Short exercise
Copy the following rows line for line, without altering anything.

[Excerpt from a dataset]
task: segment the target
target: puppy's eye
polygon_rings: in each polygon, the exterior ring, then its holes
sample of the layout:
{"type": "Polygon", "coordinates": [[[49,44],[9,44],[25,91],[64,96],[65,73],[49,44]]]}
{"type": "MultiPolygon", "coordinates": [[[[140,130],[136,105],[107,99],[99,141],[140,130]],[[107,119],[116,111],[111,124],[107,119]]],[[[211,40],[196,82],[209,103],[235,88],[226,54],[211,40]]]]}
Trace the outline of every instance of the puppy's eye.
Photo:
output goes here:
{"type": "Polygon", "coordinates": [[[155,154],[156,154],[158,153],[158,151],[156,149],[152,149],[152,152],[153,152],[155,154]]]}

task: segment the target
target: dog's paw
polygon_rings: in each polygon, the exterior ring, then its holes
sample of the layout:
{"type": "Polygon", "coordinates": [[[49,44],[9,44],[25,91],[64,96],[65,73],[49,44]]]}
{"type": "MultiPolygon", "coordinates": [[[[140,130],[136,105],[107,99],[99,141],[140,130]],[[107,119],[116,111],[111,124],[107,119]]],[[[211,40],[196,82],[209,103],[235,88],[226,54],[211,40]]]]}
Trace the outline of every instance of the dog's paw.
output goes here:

Full output
task: segment the target
target: puppy's eye
polygon_rings: in each polygon, the exterior ring, then its holes
sample of the layout:
{"type": "Polygon", "coordinates": [[[49,44],[9,44],[25,91],[64,96],[65,73],[49,44]]]}
{"type": "MultiPolygon", "coordinates": [[[[140,130],[136,105],[107,99],[99,141],[140,130]],[[107,119],[116,111],[111,124],[107,119]]],[[[211,40],[196,82],[209,103],[235,88],[226,54],[211,40]]]]}
Trace the outline of every instance of the puppy's eye.
Photo:
output goes here:
{"type": "Polygon", "coordinates": [[[155,154],[156,154],[158,153],[158,151],[156,149],[152,149],[152,152],[153,152],[155,154]]]}

task: segment the target
target: dog's paw
polygon_rings: in each polygon, the exterior ring, then its holes
sample of the layout:
{"type": "Polygon", "coordinates": [[[49,44],[9,44],[25,91],[64,96],[65,73],[49,44]]]}
{"type": "MultiPolygon", "coordinates": [[[[140,130],[136,105],[107,99],[99,141],[140,130]],[[107,119],[116,111],[111,124],[107,119]]],[[[211,40],[196,82],[209,103],[235,88],[226,54],[211,40]]]]}
Trace the outline of every instance of the dog's paw.
output goes here:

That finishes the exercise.